* [WHAT IS REQUIRED]
Treat the line containing "For the benchmark, indicate the tall" as the first line and the final line of the material below as the last; reproduce that range exactly.

Object location annotation data
=======
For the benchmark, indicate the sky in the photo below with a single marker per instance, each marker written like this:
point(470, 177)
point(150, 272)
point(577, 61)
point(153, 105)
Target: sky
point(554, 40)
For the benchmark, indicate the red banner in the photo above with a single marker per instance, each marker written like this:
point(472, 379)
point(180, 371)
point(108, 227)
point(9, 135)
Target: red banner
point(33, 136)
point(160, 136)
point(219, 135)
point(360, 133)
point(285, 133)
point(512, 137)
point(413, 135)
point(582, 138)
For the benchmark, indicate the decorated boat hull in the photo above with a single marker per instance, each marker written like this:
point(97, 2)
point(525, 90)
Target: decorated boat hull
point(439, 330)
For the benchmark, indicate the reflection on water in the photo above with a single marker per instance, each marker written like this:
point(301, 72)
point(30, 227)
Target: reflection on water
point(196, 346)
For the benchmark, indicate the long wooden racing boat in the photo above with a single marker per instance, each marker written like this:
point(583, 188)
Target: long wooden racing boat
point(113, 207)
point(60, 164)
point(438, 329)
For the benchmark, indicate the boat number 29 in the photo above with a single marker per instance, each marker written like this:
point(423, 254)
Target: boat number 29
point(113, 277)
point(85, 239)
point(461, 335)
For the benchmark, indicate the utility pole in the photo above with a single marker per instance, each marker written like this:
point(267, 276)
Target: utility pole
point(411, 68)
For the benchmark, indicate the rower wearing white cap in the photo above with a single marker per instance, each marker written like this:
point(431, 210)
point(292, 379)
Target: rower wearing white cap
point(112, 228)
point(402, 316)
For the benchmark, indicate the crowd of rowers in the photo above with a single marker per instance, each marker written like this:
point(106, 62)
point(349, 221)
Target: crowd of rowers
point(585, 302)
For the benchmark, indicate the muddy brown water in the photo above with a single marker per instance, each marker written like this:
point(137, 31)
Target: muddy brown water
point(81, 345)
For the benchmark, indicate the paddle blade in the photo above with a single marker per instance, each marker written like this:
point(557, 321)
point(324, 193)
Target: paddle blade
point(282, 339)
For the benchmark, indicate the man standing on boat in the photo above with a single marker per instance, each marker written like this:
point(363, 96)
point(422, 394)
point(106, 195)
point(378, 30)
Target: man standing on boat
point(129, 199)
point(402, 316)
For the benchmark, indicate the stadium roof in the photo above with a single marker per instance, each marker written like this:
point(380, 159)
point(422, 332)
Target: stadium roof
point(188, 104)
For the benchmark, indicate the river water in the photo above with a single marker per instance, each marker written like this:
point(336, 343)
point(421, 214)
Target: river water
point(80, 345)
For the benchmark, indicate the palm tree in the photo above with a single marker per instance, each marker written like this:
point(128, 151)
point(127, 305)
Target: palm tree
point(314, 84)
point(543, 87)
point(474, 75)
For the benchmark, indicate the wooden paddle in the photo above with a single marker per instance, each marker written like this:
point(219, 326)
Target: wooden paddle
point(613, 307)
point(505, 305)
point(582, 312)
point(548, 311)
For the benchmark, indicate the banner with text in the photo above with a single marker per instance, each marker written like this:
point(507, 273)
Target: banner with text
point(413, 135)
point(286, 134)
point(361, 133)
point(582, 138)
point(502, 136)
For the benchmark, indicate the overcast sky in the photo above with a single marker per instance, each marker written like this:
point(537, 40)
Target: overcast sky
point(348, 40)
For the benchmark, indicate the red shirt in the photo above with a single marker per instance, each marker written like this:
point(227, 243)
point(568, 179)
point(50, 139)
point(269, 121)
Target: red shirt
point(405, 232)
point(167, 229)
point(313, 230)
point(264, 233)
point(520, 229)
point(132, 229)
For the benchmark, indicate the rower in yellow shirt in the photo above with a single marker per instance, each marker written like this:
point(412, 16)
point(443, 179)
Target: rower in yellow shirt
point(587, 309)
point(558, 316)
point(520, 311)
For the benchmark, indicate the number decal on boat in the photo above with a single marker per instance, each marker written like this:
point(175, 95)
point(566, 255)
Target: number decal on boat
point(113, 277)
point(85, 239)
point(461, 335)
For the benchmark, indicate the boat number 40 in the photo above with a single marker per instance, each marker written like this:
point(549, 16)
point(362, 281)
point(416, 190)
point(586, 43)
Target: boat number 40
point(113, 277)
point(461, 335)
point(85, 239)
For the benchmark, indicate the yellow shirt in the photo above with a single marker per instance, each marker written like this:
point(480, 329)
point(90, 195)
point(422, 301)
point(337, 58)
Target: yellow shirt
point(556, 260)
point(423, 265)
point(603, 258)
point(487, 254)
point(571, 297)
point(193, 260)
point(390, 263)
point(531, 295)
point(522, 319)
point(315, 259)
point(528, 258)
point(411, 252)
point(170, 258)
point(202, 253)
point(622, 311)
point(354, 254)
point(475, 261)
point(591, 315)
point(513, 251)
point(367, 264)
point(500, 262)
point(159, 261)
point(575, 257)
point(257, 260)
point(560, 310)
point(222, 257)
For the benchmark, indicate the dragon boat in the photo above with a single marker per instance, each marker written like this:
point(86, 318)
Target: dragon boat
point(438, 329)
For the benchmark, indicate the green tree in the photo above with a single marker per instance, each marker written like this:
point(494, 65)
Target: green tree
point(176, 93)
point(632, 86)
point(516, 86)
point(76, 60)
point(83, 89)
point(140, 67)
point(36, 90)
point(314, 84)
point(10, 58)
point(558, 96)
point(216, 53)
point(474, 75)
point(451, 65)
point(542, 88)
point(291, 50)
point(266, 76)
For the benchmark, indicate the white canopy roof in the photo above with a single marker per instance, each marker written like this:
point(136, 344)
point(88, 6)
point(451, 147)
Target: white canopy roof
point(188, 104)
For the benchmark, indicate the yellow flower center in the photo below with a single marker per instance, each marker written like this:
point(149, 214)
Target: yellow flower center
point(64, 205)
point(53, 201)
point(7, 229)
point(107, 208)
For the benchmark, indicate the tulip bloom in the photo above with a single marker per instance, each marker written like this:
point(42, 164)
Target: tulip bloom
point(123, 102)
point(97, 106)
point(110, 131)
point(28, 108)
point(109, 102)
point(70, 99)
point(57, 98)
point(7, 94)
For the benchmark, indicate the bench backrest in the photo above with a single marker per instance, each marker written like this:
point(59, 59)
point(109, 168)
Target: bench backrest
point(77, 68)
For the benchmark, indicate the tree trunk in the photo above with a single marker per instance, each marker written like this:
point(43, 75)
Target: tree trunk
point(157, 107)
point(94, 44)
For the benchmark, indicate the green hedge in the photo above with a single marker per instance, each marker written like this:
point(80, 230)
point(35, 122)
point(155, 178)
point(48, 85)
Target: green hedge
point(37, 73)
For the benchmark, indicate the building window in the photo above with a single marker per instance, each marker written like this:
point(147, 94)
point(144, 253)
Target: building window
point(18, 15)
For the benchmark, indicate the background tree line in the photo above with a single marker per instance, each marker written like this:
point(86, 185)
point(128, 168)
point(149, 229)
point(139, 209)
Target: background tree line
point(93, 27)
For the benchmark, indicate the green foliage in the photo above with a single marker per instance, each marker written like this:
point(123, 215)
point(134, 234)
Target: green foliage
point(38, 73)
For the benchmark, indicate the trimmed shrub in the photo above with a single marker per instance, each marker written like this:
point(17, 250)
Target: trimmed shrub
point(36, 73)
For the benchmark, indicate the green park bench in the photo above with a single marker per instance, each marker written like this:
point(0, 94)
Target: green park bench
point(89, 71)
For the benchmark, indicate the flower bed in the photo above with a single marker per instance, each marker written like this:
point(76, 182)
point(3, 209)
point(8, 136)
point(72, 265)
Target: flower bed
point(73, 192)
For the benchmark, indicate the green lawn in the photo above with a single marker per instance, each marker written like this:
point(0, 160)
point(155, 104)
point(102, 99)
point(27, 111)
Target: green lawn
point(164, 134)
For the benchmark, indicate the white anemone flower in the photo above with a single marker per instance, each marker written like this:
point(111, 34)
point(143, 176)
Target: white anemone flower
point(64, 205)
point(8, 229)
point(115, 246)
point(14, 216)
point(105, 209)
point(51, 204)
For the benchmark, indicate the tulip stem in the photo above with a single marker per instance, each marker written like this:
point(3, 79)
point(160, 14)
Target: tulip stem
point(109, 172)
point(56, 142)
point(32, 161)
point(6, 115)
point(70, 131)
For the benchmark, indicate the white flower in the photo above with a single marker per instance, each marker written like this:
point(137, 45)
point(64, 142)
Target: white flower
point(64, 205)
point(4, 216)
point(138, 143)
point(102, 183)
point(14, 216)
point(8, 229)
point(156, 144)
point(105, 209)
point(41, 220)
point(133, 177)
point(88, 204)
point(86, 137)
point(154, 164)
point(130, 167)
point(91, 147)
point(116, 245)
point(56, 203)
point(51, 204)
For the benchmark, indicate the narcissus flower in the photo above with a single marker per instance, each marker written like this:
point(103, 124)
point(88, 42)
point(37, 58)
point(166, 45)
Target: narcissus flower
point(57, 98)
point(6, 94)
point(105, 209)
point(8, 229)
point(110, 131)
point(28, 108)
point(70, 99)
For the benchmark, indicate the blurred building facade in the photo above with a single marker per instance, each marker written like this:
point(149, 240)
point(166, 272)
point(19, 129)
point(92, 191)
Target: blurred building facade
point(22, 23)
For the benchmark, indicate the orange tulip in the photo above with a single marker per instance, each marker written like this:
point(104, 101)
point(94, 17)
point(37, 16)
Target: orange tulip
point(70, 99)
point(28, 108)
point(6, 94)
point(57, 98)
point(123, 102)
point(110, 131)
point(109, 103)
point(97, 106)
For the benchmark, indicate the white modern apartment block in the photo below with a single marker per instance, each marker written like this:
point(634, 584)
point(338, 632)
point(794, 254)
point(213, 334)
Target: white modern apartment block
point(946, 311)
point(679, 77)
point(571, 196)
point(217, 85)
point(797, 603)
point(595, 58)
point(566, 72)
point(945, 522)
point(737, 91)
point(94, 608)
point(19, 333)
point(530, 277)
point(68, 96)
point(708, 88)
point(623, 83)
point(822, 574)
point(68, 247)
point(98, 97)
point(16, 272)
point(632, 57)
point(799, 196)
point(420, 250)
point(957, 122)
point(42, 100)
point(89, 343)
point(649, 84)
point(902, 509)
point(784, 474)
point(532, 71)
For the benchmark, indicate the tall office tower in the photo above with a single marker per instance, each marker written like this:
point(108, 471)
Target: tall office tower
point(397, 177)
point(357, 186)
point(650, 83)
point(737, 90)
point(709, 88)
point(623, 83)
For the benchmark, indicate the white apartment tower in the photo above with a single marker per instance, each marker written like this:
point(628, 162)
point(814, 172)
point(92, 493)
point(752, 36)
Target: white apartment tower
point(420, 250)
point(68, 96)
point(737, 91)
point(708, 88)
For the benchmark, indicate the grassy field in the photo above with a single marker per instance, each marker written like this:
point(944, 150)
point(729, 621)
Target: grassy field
=======
* [WRITTEN REPLY]
For the benchmark, indicate the tall office tower in the photo above with a single marker per instance, each marker written like this:
point(108, 471)
Target: tall office tower
point(397, 177)
point(357, 186)
point(650, 83)
point(737, 90)
point(709, 88)
point(623, 83)
For the benchmark, indicate the white apartment tower in the photo above with a single marker per instance, each marker written like this:
point(628, 162)
point(814, 172)
point(92, 493)
point(752, 36)
Target: white apartment tower
point(420, 250)
point(68, 96)
point(737, 91)
point(708, 88)
For the benchmark, indicate the grassy field in the photo above with a single marker per instance, each marker written like this:
point(944, 150)
point(729, 621)
Target: grassy field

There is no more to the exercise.